WHAT IS BEING ASKED: Pictures do not belong in your copy. Repeat all the other data exactly.

----

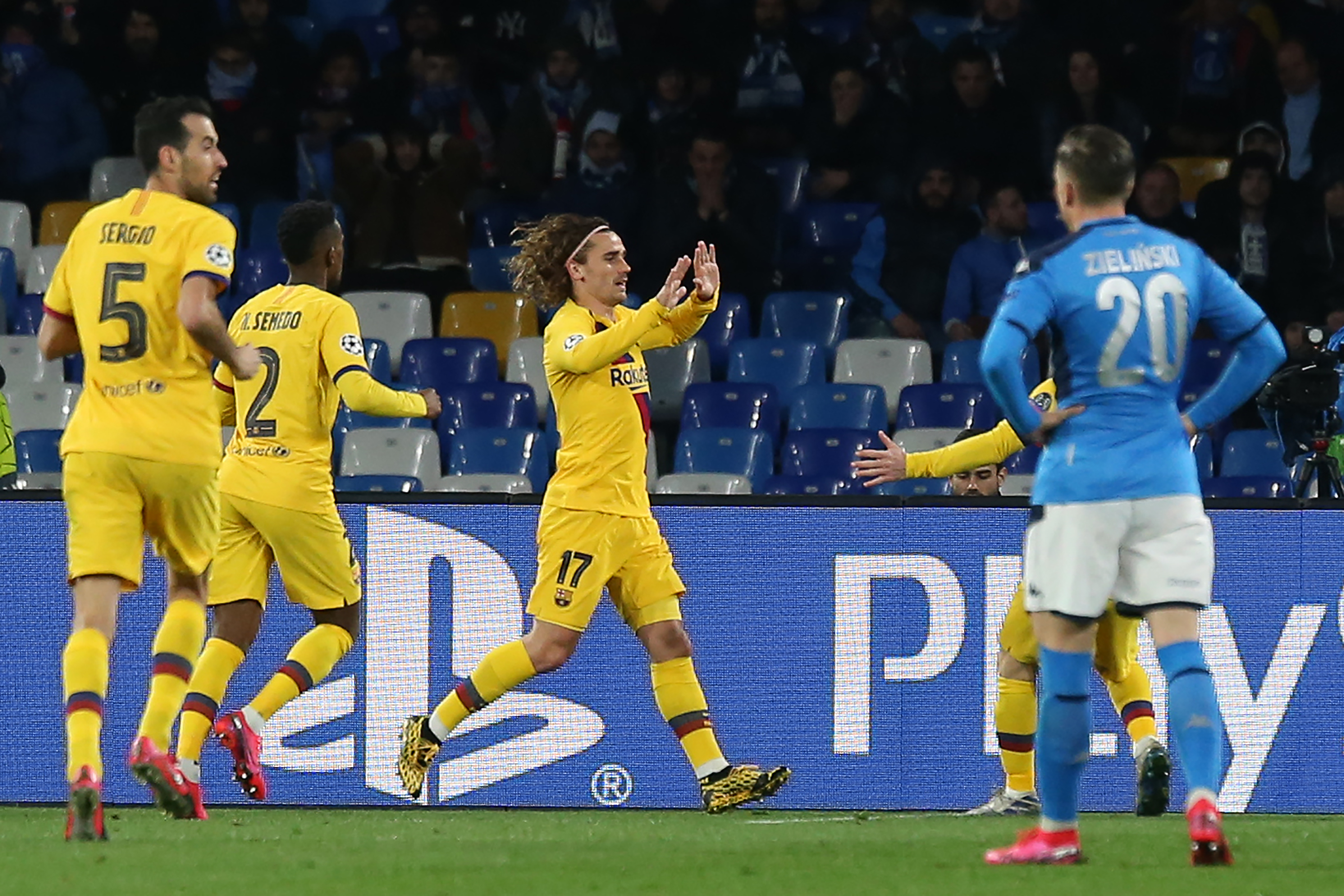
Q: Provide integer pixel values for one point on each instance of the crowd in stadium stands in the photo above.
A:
(897, 152)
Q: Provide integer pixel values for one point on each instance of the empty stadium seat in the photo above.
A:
(671, 371)
(945, 405)
(488, 273)
(839, 406)
(890, 363)
(730, 322)
(41, 406)
(518, 452)
(377, 484)
(23, 363)
(38, 451)
(748, 453)
(114, 177)
(824, 452)
(784, 363)
(815, 316)
(1253, 453)
(60, 219)
(753, 406)
(1248, 487)
(526, 364)
(394, 319)
(501, 318)
(811, 485)
(42, 265)
(385, 452)
(17, 234)
(443, 363)
(704, 484)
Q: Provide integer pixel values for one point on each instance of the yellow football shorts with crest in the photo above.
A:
(114, 502)
(312, 550)
(581, 551)
(1117, 639)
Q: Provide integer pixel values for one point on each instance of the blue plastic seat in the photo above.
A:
(839, 406)
(748, 453)
(815, 316)
(784, 363)
(961, 363)
(1248, 487)
(729, 323)
(518, 452)
(824, 452)
(752, 406)
(378, 484)
(945, 405)
(488, 273)
(1253, 453)
(443, 363)
(38, 451)
(811, 485)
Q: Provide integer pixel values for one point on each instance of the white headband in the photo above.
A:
(584, 242)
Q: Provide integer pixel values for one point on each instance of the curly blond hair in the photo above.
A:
(539, 268)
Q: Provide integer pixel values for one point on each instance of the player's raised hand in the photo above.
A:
(706, 272)
(247, 362)
(881, 465)
(672, 291)
(1052, 421)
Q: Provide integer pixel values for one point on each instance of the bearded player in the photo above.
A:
(596, 527)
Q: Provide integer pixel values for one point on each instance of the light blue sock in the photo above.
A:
(1064, 732)
(1192, 714)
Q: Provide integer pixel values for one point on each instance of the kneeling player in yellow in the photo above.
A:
(276, 494)
(975, 464)
(596, 527)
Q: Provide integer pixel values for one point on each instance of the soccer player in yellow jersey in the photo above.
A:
(136, 292)
(276, 492)
(596, 527)
(1015, 708)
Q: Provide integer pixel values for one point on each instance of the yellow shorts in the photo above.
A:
(1117, 639)
(114, 502)
(316, 562)
(581, 551)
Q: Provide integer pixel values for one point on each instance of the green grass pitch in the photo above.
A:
(423, 852)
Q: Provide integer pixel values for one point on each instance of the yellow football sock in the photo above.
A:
(178, 642)
(85, 676)
(209, 683)
(503, 669)
(1134, 699)
(310, 661)
(682, 702)
(1015, 718)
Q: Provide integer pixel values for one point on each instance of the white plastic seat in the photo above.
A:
(671, 370)
(23, 363)
(46, 406)
(490, 483)
(393, 318)
(704, 484)
(387, 452)
(42, 265)
(114, 177)
(526, 364)
(17, 234)
(890, 363)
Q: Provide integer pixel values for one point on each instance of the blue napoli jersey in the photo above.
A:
(1122, 300)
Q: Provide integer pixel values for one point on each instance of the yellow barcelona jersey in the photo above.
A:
(995, 446)
(601, 391)
(147, 382)
(312, 354)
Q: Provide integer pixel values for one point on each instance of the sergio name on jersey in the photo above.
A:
(312, 356)
(147, 382)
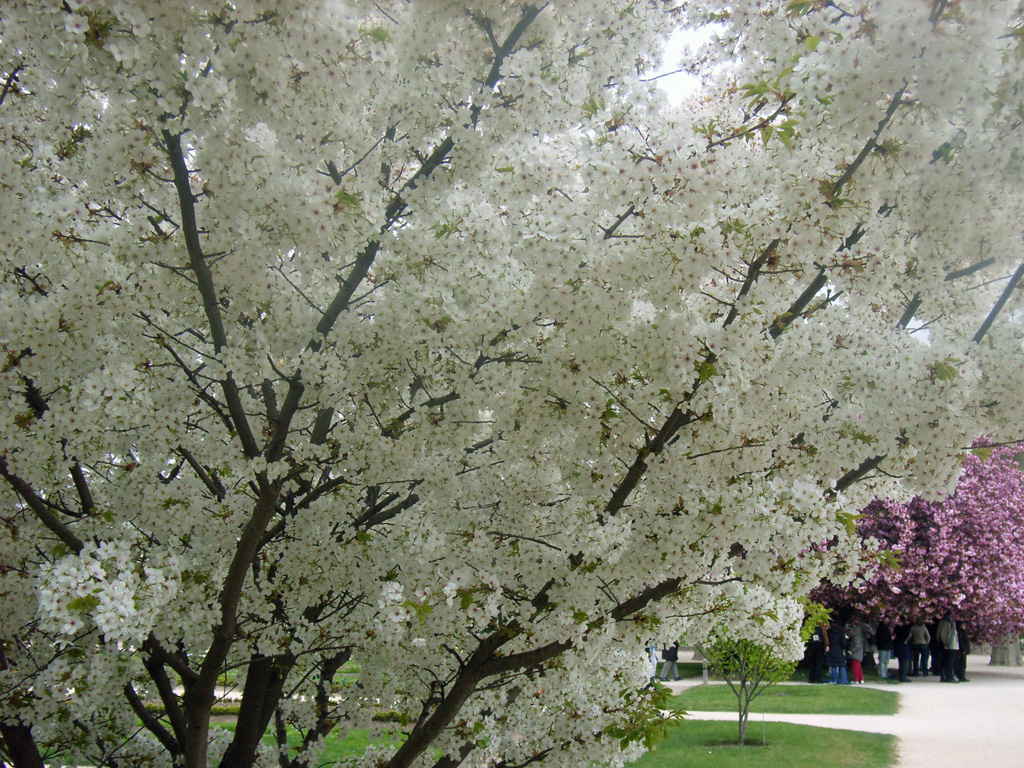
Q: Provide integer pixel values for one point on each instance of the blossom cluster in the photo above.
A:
(350, 332)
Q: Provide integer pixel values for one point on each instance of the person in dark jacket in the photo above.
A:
(817, 646)
(901, 649)
(935, 648)
(884, 642)
(670, 670)
(965, 647)
(836, 655)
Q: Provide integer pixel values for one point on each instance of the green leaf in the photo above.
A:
(84, 604)
(347, 200)
(380, 35)
(945, 371)
(707, 371)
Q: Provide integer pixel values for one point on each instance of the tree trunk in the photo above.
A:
(19, 745)
(744, 712)
(1007, 651)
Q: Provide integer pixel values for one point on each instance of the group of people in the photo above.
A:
(919, 649)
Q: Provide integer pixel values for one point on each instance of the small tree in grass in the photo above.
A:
(749, 668)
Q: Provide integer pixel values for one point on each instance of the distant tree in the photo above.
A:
(749, 668)
(963, 554)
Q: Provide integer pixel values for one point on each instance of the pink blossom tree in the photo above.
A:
(964, 554)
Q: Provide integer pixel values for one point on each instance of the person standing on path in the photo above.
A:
(816, 648)
(884, 642)
(950, 646)
(858, 643)
(920, 637)
(901, 649)
(836, 657)
(962, 653)
(670, 671)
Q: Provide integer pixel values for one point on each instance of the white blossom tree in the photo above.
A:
(427, 335)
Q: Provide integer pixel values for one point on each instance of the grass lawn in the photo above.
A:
(713, 744)
(686, 669)
(793, 699)
(335, 749)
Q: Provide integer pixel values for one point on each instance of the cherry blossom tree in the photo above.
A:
(964, 554)
(429, 336)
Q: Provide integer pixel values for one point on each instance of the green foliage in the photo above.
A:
(702, 744)
(794, 699)
(647, 717)
(748, 669)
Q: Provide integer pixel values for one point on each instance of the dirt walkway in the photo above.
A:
(939, 725)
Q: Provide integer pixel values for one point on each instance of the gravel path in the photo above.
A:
(939, 725)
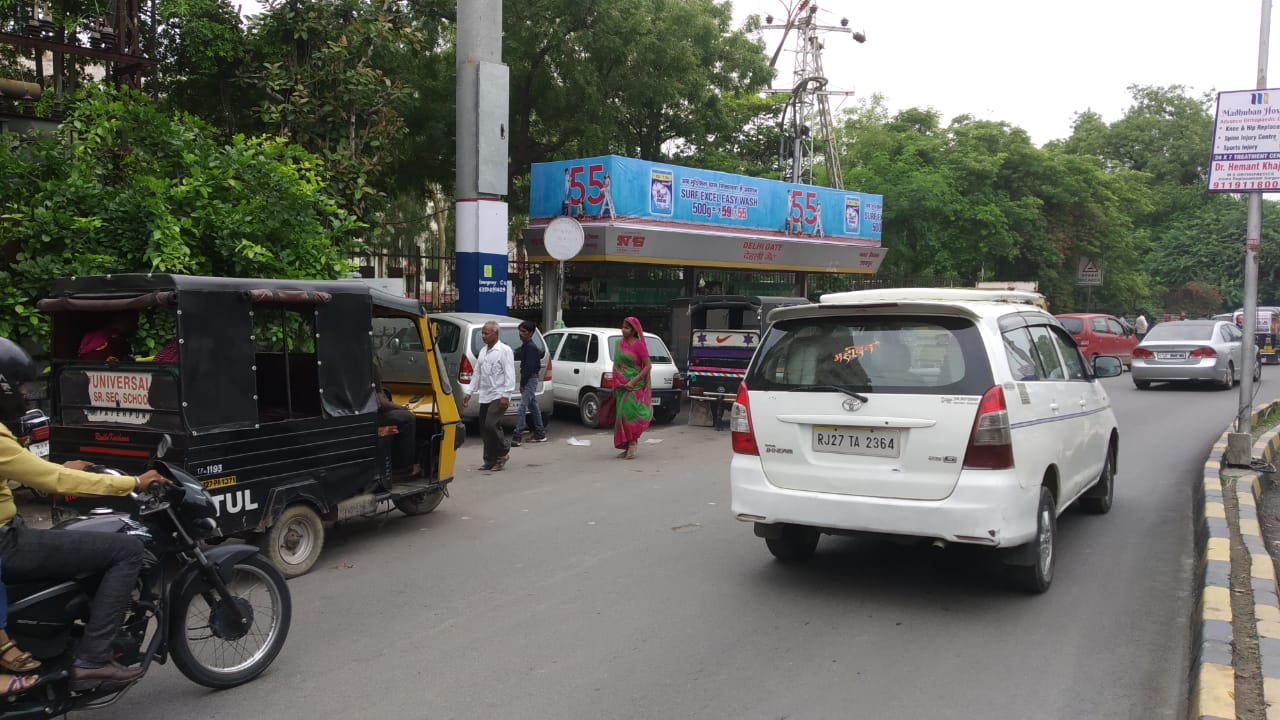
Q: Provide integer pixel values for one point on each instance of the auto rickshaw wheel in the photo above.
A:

----

RESULT:
Q: Provide integer pixel values for one point on each instance of the crowd in stadium stands in the photo above.
A:
(897, 152)
Q: Provide integer pixel values for one point on each instance of the empty stadium seat in the photo above.
A:
(671, 371)
(945, 405)
(488, 273)
(839, 406)
(890, 363)
(730, 322)
(41, 406)
(518, 452)
(377, 484)
(23, 363)
(38, 451)
(748, 453)
(114, 177)
(824, 452)
(784, 363)
(815, 316)
(1253, 453)
(60, 219)
(753, 406)
(1248, 487)
(526, 364)
(394, 319)
(501, 318)
(811, 485)
(42, 265)
(385, 452)
(17, 234)
(443, 363)
(704, 484)
Q: Provide integer pixel values for one point on each instance of the yellow football shorts with crest in the photo above.
A:
(114, 502)
(312, 550)
(581, 551)
(1117, 639)
Q: Provide integer pixel values for one point on each instance of the blue plastic seat in the photo above.
A:
(839, 406)
(748, 453)
(815, 316)
(784, 363)
(961, 363)
(1248, 487)
(729, 323)
(518, 452)
(824, 452)
(752, 406)
(378, 484)
(945, 405)
(488, 273)
(1253, 453)
(443, 363)
(38, 451)
(811, 485)
Q: Provide integer pixel values for one point on each instance of the white headband in the photo above.
A:
(584, 242)
Q: Provide integer pixel values for one point on each instance of the curly blond hair in the photo above.
A:
(539, 268)
Q: Provide integer pixel values for one point on each instance of the player's raised hand in the photo above.
A:
(706, 272)
(247, 362)
(881, 465)
(672, 291)
(1052, 421)
Q: Provide integer pixel values for one point on each instance of the bearded player in the photo above.
A:
(596, 527)
Q: Provide integer pixel values for one point on each instance of the light blue sock in the photo above.
A:
(1064, 732)
(1192, 714)
Q: Provide integer pixel values for one point on each instance of the kneeling player in yellow in the photo above.
A:
(276, 494)
(975, 464)
(596, 527)
Q: Provide integer pixel values for one point on each instance of the soccer player in yellow jersey in the photo above.
A:
(136, 292)
(276, 492)
(596, 527)
(1015, 708)
Q: Provide integer pixel values for one point on each instance of the yellow shorts in the photo above.
A:
(1117, 639)
(114, 502)
(316, 562)
(581, 551)
Q: Provide integer pixel values for one point on each instance of the green grass pitch in the photo above.
A:
(423, 852)
Q: Provide integer pixel values for one point on each instance of the yellow football sock in the photo above.
A:
(178, 642)
(85, 676)
(209, 683)
(503, 669)
(1134, 699)
(310, 661)
(682, 702)
(1015, 718)
Q: Provide integer pixel values for one point on each instance of the white plastic seat in the photo above.
A:
(671, 370)
(23, 363)
(46, 406)
(490, 483)
(393, 318)
(704, 484)
(387, 452)
(42, 265)
(114, 177)
(526, 364)
(17, 234)
(890, 363)
Q: Provide integer pixel values for one point on each instance of the blue napoli jersey in the photo above.
A:
(1122, 300)
Q: Provide integer pixel values for one point on each instance of the yellow barcelona jersey in the photo above.
A:
(995, 446)
(601, 391)
(147, 382)
(312, 354)
Q: Provide integer pixel values for one point on each instance of the sergio name on jersey in the photo above.
A:
(312, 356)
(147, 382)
Q: Provide integer pixel values for one point on each instance of the blossom cluster in the photo above.
A:
(350, 332)
Q: Provide integer pixel values for one point on each instance of the person in dark jacket in the photo above.
A:
(817, 646)
(901, 649)
(935, 648)
(884, 642)
(670, 670)
(965, 647)
(836, 655)
Q: Provide integer pixel values for one point on each instance of the green leaf in the photo above.
A:
(84, 604)
(347, 200)
(380, 35)
(945, 371)
(707, 371)
Q: Provide integer pixel values for one point on each instance of the tree trunk in the photo above.
A:
(19, 745)
(744, 712)
(1007, 651)
Q: Provide integer pixel values for one point on each instance of the group of people in the photo above.
A:
(919, 649)
Q: Provide integer pixel values for one point on each instance of the small tree in grass in the photo above.
A:
(749, 668)
Q: Provide integer pixel values for one point on each instance of the distant tree in the photo above.
A:
(749, 668)
(963, 554)
Q: Provide integer pixel values for one point on each instance of the pink blossom tree in the photo above.
A:
(964, 554)
Q: Provide integer pixel values for one point on each instance of the person standing on path in the photo above.
A:
(816, 648)
(884, 642)
(950, 646)
(858, 643)
(920, 637)
(901, 649)
(836, 657)
(962, 653)
(670, 671)
Q: Provide integer pixel values for one point on each instance of the white blossom tree in the photo above.
A:
(427, 335)
Q: Provide integer pixel values for one point on each instance of the grass lawn in the photo above.
A:
(713, 744)
(686, 669)
(793, 699)
(335, 749)
Q: Provide integer pixel values for one point on each instance of the cherry blossom tree in the photo above.
A:
(964, 554)
(429, 336)
Q: Provide integer pixel values for one point on each instance of the green foliage in the photo above.
A:
(702, 744)
(794, 699)
(647, 717)
(748, 669)
Q: Provide integer pixel values for one point on each instance of the dirt walkway in the photo above.
A:
(939, 725)
Q: Provide integer pixel values for one point on each instance of the gravel path in the photo above.
A:
(939, 725)
Q: Provide integer pixel values for one point on each instance of the auto rickshaw wheel in the photo above.
A:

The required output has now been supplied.